- **BRIEF**
Pick out each row below that contains the word "flower" and copy it out. Case counts, so only a match with the same capitalization qualifies.

Dataset excerpt:
<<<<

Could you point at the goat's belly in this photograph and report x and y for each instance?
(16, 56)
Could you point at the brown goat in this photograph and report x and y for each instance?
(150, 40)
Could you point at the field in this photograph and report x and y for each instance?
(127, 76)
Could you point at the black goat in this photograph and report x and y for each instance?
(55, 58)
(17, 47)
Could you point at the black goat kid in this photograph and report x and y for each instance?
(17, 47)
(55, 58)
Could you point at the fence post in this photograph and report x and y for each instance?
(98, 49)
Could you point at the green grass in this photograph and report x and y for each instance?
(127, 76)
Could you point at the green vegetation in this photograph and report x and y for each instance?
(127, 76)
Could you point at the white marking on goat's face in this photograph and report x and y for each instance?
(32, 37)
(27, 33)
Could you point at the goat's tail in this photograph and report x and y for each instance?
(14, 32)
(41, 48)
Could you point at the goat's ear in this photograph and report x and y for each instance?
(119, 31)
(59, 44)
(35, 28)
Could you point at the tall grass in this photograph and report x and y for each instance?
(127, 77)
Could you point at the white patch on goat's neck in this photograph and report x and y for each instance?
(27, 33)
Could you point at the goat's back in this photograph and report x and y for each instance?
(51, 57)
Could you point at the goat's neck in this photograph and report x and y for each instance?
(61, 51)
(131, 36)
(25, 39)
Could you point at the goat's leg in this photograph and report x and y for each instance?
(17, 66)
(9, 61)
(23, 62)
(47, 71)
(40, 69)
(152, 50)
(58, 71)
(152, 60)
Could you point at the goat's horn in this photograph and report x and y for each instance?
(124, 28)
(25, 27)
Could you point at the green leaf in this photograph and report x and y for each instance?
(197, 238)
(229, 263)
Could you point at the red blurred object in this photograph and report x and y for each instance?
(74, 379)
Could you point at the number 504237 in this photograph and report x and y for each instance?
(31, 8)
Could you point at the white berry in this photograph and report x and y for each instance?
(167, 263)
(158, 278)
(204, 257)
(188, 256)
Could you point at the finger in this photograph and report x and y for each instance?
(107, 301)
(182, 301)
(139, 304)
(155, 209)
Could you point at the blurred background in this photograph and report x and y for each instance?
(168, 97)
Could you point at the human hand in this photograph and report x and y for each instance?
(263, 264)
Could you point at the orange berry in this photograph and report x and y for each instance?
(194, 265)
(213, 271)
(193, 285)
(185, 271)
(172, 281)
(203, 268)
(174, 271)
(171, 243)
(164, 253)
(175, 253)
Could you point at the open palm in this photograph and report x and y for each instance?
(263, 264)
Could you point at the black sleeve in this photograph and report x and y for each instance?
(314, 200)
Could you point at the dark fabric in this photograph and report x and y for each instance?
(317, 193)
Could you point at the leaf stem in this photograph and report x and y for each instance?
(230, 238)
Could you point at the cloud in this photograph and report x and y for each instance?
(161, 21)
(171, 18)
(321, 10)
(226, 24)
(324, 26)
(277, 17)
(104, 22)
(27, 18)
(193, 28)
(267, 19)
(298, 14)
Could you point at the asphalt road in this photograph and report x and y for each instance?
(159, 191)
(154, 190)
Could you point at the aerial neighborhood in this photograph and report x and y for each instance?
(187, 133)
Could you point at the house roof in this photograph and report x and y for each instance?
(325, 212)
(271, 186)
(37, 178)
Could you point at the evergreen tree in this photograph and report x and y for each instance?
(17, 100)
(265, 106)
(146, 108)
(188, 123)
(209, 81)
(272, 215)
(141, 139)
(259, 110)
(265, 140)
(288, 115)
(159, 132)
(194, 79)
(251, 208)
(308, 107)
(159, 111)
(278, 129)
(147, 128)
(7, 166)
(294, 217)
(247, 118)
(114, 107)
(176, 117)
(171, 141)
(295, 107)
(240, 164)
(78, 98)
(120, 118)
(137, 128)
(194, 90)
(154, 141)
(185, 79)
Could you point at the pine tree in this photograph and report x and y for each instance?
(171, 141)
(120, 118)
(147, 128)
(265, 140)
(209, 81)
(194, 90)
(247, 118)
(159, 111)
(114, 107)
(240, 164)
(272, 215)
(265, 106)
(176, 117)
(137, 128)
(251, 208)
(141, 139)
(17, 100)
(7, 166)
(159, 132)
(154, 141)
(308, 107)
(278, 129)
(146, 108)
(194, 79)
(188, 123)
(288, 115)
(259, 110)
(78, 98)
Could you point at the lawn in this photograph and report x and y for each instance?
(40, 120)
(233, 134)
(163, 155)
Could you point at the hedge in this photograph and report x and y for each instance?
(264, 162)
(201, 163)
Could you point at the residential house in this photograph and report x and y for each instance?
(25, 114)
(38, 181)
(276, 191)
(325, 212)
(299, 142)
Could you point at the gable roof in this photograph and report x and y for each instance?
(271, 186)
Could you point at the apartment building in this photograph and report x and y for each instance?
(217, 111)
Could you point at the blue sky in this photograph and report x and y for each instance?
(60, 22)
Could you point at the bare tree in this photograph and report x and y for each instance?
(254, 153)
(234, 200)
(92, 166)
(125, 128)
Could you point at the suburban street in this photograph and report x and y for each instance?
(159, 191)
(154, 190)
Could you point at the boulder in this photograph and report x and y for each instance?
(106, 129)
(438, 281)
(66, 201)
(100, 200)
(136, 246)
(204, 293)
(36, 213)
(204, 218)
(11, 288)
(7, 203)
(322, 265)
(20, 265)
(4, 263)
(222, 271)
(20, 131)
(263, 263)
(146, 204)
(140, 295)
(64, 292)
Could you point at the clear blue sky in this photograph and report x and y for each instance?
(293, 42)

>>>>
<<<<

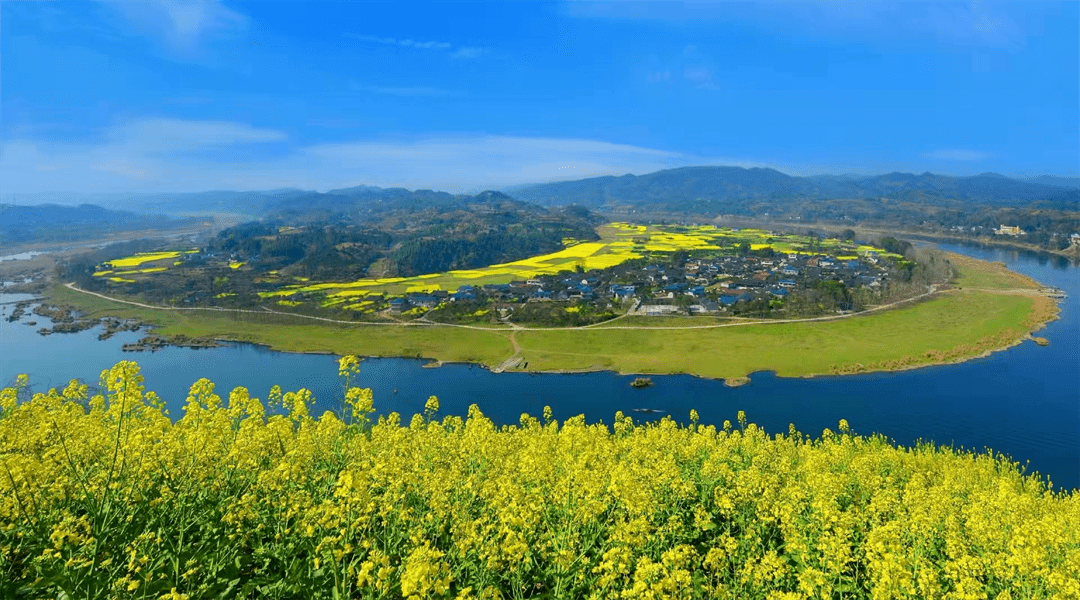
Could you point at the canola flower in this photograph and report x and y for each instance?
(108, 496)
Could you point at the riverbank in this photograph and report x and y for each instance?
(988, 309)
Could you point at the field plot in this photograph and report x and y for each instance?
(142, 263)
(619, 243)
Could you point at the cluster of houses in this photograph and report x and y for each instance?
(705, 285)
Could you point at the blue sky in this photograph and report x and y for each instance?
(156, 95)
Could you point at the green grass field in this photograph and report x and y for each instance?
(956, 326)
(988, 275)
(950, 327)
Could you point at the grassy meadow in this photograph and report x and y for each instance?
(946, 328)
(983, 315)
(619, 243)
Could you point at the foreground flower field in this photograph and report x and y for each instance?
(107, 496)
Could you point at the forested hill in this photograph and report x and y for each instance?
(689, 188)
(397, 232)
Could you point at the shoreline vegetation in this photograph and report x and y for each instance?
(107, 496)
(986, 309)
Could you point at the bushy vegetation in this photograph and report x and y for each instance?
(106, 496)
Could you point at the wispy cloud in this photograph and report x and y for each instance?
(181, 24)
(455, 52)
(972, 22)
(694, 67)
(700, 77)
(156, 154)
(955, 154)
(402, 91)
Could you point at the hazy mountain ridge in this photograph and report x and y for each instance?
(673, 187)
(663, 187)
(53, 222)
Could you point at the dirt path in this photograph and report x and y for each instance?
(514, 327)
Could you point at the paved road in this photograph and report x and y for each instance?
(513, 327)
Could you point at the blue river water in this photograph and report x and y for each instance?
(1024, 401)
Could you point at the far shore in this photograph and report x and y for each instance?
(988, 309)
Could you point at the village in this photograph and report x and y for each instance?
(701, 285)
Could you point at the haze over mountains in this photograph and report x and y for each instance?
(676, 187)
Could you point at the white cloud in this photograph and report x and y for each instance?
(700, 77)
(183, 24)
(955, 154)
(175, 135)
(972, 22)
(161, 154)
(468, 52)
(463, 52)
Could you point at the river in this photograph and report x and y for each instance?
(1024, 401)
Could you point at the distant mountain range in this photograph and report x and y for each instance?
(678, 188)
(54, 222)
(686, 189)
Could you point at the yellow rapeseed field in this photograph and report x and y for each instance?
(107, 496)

>>>>

- **RESULT OF THE EXERCISE**
Could you point at the canola flower in this photograph and report x and y for each instance?
Could you point at the foreground flower field in this photograph and report x and y for each instance?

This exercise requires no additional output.